* Excerpt provided
--- begin ---

China has a lot of room to maneuver: The government's debt level is low, the banking system's loan deposit ratio is low, and household leverage is low. A high leverage level in the corporate sector is a worry. But the country has excellent spending power overall reflected in a large foreign exchange reserve and persistent trade surplus.

Today's options reflect past successes in achieving productivity gains and export penetration. Both stories are running into barriers. Hence, China should spend money carefully to nurse existing golden gooses into the future, and not steer money into unproductive, white elephant projects to pump up GDP today. China should spend carefully even though it can spend more, because money won't come as easily in the future. The days of easy productivity gains and export penetration are over.

This is why China should tighten its monetary policy as soon as possible. Between December 2008 and April 2009, China's bank lending rose by 20 percent. If the current pace is maintained, the annual loan growth would reach 50 percent. Lending hasn't risen this rapidly since 1992. The result that year was rampant inflation. If inflation becomes a problem again, tackling it will be more difficult. In the mid-1990s, China tightened policy to contain inflation while exports rose rapidly to maintain economic growth. The same lucky scenario is unlikely to be repeated this time.

If inflation surfaces while the economy remains sluggish, the government may not be willing to tighten down sufficiently to cool inflation. It may lead to a prolonged period of high inflation rates and sluggish growth. This risk of stagflation is quite significant for China, the United States, and the world. While the initial burst in lending was needed to stabilize the economy, its continuation may carry more negatives than positives. It is not worth risking virulent inflation merely for a gain of one or two more percentage points in this year's GDP growth rate.

Bank lending should switch from extremely expansionary to neutral for the remainder of the year. Neutral means the bank loan/GDP ratio should remain the same. For example, the current loan stock is 37 trillion yuan, or 1.2 times GDP. If nominal GDP grows by 200 billion yuan per month, or 8 percent for the year, bank lending should grow by 240 billion yuan per month. Lending in April cooled to 640 billion yuan from an average of 1.4 trillion yuan for the previous four months. It is still too high relative to the neutral level. Monetary tightening has a long way to go.

China should focus more on improving supply side efficiency to sustain high growth. The global economy is likely to be much slower over the next decade than in the past. China has to be much more efficient to achieve the same growth rate. But efficiency improvement in the future cannot rely on fixed asset expansion. Small facilities and old equipment are no longer problems. Most of China's industries seem to have state-of-the-art equipment but suffer from excess capacity.

--- end ---

* Stored data
--- begin ---

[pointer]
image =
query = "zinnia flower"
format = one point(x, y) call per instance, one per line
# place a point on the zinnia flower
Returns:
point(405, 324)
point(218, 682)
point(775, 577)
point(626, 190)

--- end ---

* Set problem 1
Express the listing as a Markdown table with two columns, Row and Line. Give each non-blank line of the listing its own numbered row, and leave out any blank lines.
* Set problem 2
Continue the commentary on China's economy, starting right after its final sentence.

* Task response 1
| Row | Line |
|---|---|
| 1 | [pointer] |
| 2 | image = |
| 3 | query = "zinnia flower" |
| 4 | format = one point(x, y) call per instance, one per line |
| 5 | # place a point on the zinnia flower |
| 6 | Returns: |
| 7 | point(405, 324) |
| 8 | point(218, 682) |
| 9 | point(775, 577) |
| 10 | point(626, 190) |

* Task response 2
Efficiency improvement in the future is less an investment issue than systemic or incentive issues. Because fine-tuning rather than brutal force must drive productivity growth, market forces rather than government intervention should drive efficiency.

Many now argue that what's happened in the United States and in developed economies shows the bad side of the market economy and, hence, China should not continue moving toward the market. This is drawing the wrong conclusion from the current crisis. The market remains the best tool for motivating businesses to deliver the best products at the lowest possible prices. All other systems have failed to deliver prosperity. Markets, however, need regulations to function properly. For example, food safety standards need to be in place for that industry to function properly. The main purpose of regulation should be to encourage more efficient market functioning, not replace the market.

Some economies such as those in the United States and Britain deregulated too much a decade ago, laying the foundation for today's crisis. China's economy, however, is excessively regulated and controlled by the government. The lesson from today's crisis has little bearing on China's policy forward. China still has a long way to go before its market is "too free."

Excessive liquidity stimuli today may lead to inflation and economic chaos in the future. It's time for China to rein in its money supply. The policy focus should shift toward promoting household demand and supply side efficiency. Otherwise, China could suffer from low growth and high inflation for years to come.